**Exercise details**:
Pull out every line in the items below that contains the string "rubble", and copy each one in full. Case counts.

Recorded data
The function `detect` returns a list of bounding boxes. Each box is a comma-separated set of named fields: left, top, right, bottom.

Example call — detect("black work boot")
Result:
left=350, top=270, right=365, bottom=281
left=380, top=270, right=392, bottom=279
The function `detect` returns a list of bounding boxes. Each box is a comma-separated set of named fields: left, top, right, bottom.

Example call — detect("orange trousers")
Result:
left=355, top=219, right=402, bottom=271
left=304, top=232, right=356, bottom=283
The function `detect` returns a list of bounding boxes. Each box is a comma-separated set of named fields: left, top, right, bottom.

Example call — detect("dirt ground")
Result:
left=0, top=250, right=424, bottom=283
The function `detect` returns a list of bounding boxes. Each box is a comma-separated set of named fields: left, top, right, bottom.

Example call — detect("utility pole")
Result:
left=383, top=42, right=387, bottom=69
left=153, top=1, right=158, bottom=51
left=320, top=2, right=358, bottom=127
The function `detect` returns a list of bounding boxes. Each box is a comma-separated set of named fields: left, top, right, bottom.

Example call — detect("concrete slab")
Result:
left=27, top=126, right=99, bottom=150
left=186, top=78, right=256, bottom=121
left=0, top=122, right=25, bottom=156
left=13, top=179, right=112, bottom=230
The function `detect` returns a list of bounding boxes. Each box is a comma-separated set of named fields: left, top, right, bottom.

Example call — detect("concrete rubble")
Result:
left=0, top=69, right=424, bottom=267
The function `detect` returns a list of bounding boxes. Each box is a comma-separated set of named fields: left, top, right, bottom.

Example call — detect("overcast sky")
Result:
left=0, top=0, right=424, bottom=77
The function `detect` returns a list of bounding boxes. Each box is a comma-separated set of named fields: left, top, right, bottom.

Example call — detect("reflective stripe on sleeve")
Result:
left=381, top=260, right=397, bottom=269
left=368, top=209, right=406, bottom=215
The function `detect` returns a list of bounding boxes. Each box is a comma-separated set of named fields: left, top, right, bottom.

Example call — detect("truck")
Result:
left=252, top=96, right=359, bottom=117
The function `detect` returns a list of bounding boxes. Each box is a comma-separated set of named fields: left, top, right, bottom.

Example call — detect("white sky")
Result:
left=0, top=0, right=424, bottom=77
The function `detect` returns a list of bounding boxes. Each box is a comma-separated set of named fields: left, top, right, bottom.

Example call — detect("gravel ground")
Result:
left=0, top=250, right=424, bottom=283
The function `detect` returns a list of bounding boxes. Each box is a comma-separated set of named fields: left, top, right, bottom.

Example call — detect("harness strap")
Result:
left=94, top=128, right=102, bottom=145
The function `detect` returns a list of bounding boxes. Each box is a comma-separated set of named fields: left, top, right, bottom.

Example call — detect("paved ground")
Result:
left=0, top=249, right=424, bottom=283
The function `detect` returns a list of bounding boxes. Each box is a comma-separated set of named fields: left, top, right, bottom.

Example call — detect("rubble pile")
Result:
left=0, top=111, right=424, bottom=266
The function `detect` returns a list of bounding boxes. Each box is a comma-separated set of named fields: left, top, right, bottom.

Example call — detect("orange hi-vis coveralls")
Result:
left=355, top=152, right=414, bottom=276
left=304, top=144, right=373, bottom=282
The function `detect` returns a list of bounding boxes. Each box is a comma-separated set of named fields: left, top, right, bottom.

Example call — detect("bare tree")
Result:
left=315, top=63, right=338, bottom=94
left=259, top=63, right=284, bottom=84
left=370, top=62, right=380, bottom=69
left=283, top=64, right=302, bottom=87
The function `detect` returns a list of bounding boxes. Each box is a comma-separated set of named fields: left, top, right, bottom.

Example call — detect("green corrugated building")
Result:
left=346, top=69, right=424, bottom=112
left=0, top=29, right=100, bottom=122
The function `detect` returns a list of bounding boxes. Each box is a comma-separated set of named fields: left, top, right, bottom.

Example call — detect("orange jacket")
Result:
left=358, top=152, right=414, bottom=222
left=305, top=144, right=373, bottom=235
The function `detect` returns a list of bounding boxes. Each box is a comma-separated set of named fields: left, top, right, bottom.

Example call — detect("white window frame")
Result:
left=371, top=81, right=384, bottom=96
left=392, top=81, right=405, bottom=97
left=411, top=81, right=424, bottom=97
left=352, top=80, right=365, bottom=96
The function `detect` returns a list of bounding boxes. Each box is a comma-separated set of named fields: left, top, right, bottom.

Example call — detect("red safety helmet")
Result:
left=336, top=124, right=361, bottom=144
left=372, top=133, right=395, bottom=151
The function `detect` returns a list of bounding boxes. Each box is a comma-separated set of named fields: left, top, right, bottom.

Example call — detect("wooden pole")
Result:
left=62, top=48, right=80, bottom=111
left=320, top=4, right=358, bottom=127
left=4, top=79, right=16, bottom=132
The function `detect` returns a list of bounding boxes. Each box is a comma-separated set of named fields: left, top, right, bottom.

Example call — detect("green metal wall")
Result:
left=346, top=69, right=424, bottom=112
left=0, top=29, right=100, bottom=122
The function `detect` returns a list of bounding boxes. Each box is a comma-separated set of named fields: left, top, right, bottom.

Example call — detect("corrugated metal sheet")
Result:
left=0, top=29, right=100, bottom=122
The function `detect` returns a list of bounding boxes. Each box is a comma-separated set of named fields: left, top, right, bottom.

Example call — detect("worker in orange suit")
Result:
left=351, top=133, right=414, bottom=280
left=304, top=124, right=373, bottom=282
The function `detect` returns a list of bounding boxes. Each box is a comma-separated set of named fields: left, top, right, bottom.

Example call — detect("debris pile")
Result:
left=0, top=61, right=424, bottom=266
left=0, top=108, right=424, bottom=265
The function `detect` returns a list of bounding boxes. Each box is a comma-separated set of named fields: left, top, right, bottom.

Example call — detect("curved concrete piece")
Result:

**Solution**:
Example call — detect("concrete rubble")
Example call — detect("rubble pile")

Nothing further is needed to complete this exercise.